Written task => Rewrite the records with "cliff face" swapped for "rock wall" and everything else unchanged. Leave the pictures out.

Given records =>
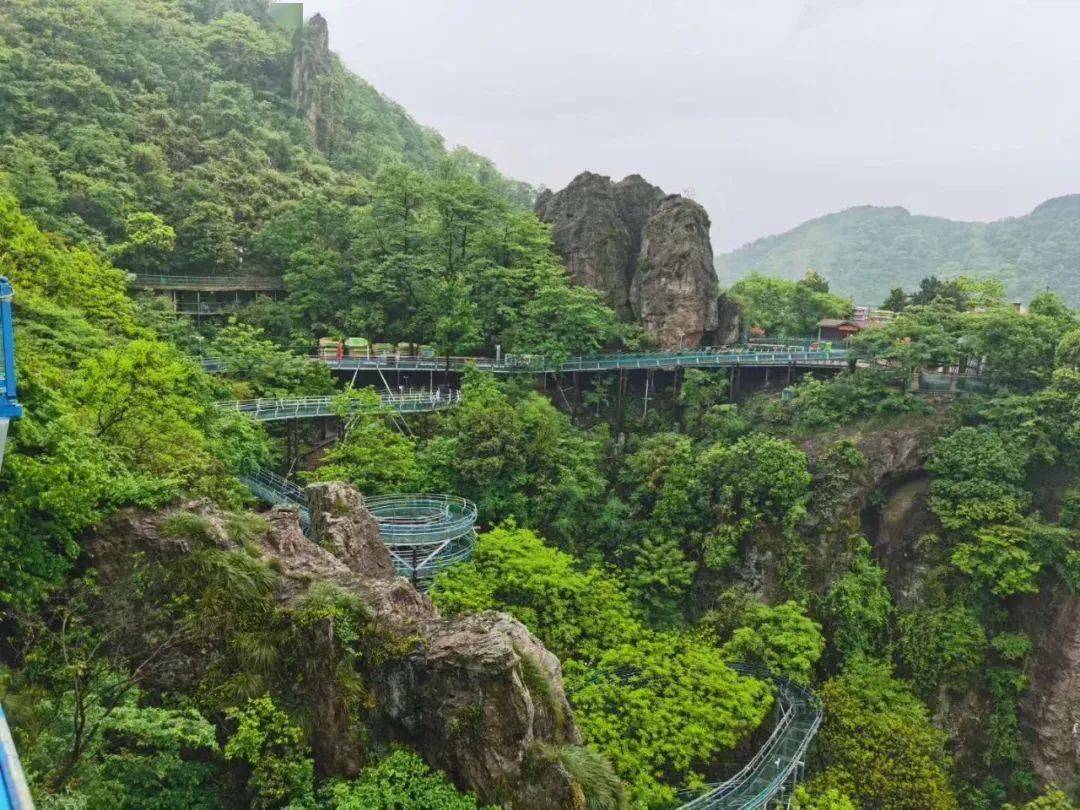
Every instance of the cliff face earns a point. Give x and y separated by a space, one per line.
648 253
476 696
1050 712
311 62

Solution for this task =>
Every instance of the rock wall earns a point. Give x and y separated by a space, one per line.
648 253
476 696
1050 712
311 62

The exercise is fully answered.